SUPPLIED RECORDS

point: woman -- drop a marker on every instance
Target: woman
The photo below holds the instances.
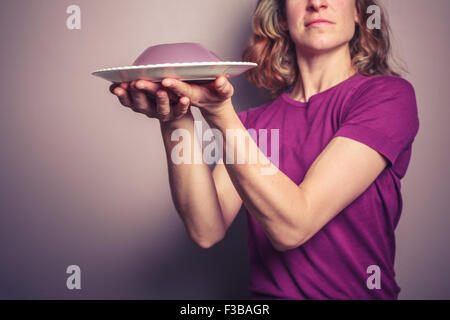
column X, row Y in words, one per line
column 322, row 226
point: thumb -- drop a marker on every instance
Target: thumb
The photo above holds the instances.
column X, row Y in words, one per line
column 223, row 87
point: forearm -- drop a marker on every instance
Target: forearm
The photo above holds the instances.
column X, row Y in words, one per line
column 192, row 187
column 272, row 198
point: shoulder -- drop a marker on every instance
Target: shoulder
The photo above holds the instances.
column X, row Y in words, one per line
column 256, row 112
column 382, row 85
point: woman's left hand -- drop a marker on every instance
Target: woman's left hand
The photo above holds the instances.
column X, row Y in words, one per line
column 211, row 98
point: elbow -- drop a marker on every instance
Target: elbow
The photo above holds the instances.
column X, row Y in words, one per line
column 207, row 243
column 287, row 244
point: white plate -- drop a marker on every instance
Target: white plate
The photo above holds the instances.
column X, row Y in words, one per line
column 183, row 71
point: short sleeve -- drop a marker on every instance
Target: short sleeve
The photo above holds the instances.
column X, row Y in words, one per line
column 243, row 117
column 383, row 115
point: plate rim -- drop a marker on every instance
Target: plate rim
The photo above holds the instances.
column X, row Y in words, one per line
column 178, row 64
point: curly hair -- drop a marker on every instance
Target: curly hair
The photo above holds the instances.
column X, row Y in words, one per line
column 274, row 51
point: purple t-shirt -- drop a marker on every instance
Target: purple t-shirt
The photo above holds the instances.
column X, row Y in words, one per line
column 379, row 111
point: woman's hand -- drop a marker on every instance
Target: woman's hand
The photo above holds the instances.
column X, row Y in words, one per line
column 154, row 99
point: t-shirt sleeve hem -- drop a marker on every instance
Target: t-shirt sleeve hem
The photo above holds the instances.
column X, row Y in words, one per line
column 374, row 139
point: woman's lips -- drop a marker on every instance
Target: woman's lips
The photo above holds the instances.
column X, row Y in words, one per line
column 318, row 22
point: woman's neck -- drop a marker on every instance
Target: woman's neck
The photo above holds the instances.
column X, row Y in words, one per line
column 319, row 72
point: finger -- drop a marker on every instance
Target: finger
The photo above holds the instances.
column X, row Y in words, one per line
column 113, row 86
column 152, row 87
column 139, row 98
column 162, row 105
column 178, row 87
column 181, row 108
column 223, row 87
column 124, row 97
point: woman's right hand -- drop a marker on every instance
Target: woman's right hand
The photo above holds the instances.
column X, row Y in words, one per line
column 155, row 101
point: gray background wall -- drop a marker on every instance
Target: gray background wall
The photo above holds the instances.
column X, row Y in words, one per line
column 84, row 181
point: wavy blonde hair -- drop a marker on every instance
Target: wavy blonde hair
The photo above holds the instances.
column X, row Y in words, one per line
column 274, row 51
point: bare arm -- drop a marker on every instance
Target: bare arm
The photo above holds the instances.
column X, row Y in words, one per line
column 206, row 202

* * *

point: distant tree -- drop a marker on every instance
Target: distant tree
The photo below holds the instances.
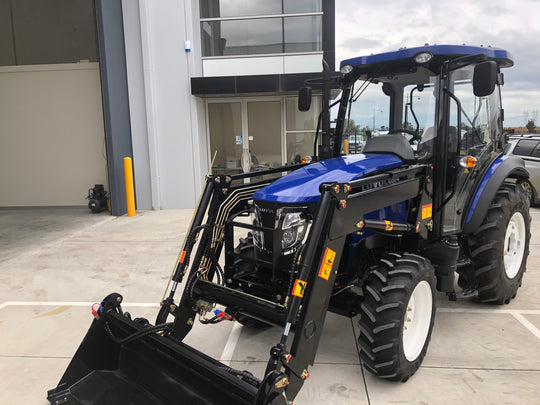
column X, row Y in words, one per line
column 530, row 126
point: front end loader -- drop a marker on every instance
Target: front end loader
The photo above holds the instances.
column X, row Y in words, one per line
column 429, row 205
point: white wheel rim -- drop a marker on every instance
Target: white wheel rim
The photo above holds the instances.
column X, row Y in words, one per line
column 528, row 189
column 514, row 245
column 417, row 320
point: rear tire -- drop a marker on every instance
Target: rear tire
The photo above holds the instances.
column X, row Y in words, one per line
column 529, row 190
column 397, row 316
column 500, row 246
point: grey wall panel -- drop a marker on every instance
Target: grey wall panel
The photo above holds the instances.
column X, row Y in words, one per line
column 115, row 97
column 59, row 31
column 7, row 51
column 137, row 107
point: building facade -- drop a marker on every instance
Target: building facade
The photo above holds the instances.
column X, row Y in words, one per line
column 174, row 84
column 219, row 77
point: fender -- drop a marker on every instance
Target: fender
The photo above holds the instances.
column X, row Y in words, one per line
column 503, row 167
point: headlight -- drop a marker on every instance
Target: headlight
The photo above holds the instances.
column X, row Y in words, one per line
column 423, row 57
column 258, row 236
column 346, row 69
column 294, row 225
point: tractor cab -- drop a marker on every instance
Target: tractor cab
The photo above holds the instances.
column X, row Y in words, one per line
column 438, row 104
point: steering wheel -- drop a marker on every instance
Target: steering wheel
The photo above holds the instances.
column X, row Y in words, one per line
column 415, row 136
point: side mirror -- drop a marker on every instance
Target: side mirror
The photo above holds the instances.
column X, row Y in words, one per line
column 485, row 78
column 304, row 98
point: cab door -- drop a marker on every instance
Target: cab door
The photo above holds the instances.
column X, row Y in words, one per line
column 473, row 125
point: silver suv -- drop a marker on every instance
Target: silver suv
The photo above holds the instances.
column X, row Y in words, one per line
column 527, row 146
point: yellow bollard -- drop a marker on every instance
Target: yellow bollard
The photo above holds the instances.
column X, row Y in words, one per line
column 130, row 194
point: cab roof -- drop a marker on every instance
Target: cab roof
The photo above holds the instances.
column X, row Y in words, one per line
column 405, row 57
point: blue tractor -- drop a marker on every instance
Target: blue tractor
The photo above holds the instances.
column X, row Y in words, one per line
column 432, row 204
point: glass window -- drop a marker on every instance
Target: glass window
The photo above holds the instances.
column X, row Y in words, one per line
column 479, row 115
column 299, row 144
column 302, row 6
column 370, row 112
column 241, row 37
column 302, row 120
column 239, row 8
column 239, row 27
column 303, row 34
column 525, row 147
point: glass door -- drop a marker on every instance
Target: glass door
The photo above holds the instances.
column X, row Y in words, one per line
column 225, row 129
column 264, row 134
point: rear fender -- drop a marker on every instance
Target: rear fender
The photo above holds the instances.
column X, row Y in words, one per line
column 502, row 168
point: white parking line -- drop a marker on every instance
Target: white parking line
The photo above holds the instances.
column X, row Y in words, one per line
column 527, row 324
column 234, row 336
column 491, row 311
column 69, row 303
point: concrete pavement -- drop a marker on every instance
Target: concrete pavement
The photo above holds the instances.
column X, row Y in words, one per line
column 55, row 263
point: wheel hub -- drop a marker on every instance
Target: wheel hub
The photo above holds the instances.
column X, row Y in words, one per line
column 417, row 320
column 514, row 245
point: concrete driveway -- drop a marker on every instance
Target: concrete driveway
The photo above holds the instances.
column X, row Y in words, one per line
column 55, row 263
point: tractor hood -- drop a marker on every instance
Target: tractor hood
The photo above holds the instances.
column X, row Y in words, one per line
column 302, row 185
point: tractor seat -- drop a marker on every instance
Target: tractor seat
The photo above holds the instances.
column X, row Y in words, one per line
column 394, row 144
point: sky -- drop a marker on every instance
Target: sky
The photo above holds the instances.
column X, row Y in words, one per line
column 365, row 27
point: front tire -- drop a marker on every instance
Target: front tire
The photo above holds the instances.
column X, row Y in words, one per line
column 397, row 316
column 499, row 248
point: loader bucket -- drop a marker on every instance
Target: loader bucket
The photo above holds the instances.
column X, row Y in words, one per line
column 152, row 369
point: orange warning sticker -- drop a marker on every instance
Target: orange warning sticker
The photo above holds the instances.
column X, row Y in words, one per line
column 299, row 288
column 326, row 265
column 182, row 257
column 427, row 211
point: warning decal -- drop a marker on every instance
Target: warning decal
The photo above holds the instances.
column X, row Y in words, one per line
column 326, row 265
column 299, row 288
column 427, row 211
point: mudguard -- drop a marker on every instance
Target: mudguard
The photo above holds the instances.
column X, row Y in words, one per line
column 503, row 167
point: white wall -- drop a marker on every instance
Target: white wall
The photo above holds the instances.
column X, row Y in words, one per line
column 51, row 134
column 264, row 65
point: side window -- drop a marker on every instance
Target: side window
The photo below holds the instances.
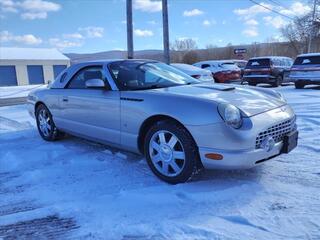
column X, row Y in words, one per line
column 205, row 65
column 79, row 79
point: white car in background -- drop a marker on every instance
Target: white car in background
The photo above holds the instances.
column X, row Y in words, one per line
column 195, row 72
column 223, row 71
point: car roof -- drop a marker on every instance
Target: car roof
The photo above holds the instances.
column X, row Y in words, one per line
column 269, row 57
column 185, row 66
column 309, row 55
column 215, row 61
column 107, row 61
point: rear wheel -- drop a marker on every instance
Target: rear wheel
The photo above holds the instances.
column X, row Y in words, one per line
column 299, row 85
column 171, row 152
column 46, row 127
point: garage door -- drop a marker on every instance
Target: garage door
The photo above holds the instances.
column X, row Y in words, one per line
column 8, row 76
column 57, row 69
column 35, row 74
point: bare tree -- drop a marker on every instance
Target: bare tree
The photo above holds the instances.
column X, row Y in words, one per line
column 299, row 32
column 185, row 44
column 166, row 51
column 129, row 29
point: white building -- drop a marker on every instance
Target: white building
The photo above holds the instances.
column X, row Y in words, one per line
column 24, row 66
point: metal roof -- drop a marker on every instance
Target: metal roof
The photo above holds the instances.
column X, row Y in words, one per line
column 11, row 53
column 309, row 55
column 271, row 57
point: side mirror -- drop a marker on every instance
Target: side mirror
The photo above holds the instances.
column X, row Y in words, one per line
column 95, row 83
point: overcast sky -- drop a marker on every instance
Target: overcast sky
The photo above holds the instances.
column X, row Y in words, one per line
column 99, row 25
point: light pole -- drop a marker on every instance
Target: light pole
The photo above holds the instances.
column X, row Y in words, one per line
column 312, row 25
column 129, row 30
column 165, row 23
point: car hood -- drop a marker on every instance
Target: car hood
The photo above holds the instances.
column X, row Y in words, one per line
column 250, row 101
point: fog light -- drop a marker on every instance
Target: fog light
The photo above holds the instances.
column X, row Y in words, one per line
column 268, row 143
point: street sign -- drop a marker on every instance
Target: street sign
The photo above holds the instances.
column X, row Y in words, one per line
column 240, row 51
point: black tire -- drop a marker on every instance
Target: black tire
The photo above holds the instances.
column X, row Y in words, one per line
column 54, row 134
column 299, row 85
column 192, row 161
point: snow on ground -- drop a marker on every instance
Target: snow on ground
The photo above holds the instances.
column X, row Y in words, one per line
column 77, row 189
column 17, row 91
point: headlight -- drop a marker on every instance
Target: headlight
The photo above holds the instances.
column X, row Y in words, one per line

EXERCISE DETAILS
Duplicate everything from the line containing "point: woman -- drop" down to the line containing "column 322, row 226", both ends included, leaving the pictures out of your copy.

THE RESPONSE
point: woman -- drop a marker on every instance
Target: woman
The photo below holds the instances.
column X, row Y in words, one per line
column 322, row 226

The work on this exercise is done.